**AVAILABLE DATA:**
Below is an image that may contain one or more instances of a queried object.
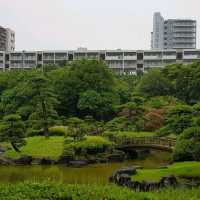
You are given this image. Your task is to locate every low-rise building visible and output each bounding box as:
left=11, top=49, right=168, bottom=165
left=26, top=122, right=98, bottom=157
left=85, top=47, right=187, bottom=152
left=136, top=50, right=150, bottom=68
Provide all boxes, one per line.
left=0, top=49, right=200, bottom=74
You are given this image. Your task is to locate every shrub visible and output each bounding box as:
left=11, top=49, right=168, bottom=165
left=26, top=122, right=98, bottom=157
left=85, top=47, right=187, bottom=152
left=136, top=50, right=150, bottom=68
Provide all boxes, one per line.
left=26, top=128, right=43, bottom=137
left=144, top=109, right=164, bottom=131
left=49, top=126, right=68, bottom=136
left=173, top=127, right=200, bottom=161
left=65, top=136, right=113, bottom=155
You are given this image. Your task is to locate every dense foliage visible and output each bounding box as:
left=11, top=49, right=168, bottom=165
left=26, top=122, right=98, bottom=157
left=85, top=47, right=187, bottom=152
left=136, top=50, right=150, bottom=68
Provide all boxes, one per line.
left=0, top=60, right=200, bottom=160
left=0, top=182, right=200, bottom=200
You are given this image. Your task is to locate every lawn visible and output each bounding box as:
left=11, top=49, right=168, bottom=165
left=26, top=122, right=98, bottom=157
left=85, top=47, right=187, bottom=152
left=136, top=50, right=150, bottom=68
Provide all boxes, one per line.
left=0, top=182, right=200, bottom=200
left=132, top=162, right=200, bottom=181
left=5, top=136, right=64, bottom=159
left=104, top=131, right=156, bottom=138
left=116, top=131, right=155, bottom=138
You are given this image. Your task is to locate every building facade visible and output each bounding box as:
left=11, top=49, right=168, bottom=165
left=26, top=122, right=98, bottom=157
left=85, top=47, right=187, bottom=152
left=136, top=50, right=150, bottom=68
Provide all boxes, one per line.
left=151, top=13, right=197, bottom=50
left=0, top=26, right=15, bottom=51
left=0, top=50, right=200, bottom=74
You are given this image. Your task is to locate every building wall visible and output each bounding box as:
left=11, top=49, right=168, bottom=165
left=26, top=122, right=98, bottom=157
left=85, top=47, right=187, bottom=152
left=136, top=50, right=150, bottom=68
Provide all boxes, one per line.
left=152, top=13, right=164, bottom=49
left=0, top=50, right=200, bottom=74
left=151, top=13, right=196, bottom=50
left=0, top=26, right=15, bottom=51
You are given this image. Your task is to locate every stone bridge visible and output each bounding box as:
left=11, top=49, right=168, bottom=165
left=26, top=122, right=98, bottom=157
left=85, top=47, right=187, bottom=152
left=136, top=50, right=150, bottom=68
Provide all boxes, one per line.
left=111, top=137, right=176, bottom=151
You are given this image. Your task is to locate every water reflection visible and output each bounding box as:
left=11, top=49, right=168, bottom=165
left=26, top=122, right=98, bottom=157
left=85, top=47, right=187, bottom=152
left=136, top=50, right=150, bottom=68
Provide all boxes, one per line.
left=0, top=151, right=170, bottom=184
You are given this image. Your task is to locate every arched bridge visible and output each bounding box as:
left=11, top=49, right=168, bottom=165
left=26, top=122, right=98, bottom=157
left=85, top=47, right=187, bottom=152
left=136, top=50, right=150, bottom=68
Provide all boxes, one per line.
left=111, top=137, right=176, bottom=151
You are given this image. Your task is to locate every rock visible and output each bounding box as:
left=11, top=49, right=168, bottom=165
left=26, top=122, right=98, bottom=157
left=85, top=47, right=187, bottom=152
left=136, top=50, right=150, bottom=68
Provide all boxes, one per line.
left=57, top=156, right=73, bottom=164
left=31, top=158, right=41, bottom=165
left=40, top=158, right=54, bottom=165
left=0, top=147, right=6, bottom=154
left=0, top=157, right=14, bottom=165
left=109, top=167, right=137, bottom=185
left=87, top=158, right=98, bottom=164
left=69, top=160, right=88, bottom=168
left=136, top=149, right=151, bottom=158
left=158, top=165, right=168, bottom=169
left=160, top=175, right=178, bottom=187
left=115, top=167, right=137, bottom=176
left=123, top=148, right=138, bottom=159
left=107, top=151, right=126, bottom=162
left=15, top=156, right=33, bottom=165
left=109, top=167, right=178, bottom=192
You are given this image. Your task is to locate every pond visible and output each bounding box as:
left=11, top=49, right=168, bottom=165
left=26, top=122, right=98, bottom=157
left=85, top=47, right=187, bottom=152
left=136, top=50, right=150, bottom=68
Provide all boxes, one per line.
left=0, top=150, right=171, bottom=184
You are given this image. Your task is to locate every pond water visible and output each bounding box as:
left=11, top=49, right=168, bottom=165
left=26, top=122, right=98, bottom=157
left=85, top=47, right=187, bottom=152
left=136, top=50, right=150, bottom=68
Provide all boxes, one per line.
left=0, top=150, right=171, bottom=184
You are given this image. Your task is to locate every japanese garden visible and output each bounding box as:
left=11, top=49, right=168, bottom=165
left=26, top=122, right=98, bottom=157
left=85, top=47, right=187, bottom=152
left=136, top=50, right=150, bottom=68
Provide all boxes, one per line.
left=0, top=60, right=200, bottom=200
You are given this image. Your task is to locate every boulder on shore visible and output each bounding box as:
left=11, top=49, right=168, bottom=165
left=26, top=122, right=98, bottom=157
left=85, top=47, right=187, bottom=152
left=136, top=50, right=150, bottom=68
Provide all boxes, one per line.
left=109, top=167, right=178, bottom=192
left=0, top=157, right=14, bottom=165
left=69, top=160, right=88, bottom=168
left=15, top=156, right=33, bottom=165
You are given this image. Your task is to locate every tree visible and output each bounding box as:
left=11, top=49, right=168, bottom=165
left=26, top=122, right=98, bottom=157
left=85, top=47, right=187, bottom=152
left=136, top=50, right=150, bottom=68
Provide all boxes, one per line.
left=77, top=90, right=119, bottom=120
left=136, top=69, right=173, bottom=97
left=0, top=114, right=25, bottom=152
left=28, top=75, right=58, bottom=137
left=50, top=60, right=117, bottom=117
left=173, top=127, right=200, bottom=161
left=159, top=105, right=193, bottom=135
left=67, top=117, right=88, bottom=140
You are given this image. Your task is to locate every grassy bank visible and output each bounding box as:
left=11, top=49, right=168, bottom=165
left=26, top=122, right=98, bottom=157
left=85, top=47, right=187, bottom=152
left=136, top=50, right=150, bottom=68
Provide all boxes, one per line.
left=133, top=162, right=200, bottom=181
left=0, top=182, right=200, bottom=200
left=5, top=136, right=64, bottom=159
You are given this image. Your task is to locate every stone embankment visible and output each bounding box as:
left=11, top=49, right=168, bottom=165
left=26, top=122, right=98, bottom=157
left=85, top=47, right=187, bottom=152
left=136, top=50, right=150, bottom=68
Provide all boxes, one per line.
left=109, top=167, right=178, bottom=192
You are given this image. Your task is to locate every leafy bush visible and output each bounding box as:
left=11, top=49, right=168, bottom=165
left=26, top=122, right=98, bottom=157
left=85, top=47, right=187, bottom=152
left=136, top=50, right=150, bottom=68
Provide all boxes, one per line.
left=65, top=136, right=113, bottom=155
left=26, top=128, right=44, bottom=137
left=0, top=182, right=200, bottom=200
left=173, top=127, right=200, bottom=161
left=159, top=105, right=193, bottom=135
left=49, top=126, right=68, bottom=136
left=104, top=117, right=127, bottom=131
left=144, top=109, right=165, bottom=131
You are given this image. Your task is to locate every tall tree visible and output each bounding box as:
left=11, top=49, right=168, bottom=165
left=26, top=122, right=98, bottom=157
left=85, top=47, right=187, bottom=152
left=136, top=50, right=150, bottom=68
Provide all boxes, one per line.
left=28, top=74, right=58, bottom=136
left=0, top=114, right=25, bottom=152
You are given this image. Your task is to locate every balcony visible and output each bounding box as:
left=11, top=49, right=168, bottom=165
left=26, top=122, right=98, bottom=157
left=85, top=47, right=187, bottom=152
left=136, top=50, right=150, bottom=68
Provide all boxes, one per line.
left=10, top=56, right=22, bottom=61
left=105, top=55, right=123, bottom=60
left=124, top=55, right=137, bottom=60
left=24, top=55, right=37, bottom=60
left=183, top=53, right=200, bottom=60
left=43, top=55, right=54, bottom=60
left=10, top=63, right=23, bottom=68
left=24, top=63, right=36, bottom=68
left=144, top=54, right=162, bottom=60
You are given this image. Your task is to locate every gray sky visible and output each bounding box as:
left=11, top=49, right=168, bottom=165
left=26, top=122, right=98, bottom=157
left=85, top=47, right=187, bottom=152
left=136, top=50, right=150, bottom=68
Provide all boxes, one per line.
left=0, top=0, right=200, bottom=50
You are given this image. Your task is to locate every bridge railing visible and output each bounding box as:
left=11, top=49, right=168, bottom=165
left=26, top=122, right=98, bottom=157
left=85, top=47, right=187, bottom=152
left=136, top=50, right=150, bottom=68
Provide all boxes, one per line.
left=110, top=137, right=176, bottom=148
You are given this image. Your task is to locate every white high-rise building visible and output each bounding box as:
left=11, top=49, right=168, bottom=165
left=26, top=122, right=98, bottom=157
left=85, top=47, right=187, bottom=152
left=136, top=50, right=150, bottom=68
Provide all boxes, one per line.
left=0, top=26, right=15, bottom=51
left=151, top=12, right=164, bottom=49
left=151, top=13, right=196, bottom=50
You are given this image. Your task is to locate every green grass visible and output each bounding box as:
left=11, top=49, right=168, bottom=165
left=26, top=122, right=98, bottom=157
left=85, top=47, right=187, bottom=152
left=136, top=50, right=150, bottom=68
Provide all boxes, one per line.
--
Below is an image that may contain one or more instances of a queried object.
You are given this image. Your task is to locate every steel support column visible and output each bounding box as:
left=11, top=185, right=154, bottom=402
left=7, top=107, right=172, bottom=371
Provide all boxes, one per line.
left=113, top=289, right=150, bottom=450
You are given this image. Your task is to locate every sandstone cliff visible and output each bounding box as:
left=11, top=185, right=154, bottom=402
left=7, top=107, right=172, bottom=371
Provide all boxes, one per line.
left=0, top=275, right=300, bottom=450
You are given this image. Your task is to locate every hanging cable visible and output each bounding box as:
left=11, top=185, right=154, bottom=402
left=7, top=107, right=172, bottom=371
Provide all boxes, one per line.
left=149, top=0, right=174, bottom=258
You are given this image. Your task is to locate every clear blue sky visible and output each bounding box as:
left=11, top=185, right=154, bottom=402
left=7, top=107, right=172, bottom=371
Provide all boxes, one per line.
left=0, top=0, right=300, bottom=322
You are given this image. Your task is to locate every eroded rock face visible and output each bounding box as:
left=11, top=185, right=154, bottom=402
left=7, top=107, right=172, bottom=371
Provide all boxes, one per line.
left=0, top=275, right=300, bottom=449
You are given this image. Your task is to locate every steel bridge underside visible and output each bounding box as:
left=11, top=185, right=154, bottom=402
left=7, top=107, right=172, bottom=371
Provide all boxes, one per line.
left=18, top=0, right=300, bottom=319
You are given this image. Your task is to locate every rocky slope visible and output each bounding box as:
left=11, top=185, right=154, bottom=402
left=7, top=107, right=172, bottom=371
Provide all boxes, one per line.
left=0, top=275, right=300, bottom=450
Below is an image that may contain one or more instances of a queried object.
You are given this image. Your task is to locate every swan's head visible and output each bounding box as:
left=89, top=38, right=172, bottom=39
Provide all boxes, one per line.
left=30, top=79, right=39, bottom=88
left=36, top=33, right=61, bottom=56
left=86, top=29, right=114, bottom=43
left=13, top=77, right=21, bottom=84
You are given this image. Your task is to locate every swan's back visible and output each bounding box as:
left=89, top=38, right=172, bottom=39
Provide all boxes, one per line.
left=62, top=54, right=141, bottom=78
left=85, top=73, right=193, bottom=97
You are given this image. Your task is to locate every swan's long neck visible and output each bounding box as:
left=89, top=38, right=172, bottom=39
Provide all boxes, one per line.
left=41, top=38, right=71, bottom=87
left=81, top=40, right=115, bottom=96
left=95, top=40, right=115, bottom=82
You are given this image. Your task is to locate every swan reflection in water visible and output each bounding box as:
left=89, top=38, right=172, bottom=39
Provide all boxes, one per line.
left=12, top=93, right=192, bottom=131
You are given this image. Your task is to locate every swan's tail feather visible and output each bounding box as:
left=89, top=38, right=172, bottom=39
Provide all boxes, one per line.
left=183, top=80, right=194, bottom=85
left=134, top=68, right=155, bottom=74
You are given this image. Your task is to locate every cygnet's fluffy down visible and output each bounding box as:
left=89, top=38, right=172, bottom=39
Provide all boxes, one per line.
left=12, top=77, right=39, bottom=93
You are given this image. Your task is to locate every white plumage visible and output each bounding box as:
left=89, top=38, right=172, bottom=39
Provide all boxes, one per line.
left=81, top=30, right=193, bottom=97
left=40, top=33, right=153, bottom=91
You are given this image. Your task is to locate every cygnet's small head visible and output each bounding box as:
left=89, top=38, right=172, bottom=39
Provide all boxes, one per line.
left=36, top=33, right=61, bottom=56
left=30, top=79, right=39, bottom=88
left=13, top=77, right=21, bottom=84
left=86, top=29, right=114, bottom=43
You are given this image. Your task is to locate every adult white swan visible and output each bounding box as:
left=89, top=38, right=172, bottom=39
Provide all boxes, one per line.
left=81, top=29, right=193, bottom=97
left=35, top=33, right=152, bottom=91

**DIRECTIONS:**
Quote the lines above exactly as they appear, starting with the line that contains "locate every hanging" and ending with the line that contains "left=0, top=0, right=300, bottom=322", both included.

**EXPECTED ANSWER:**
You are given this image. Your task is to locate every hanging cable visible and output each bounding box as:
left=11, top=185, right=154, bottom=402
left=7, top=107, right=172, bottom=371
Provide all boxes, one per line.
left=149, top=0, right=174, bottom=258
You are given this image. Your task is to locate every clear blue sky visible and output each bounding box as:
left=11, top=185, right=154, bottom=402
left=7, top=107, right=172, bottom=371
Provide all boxes, one per line.
left=0, top=0, right=300, bottom=322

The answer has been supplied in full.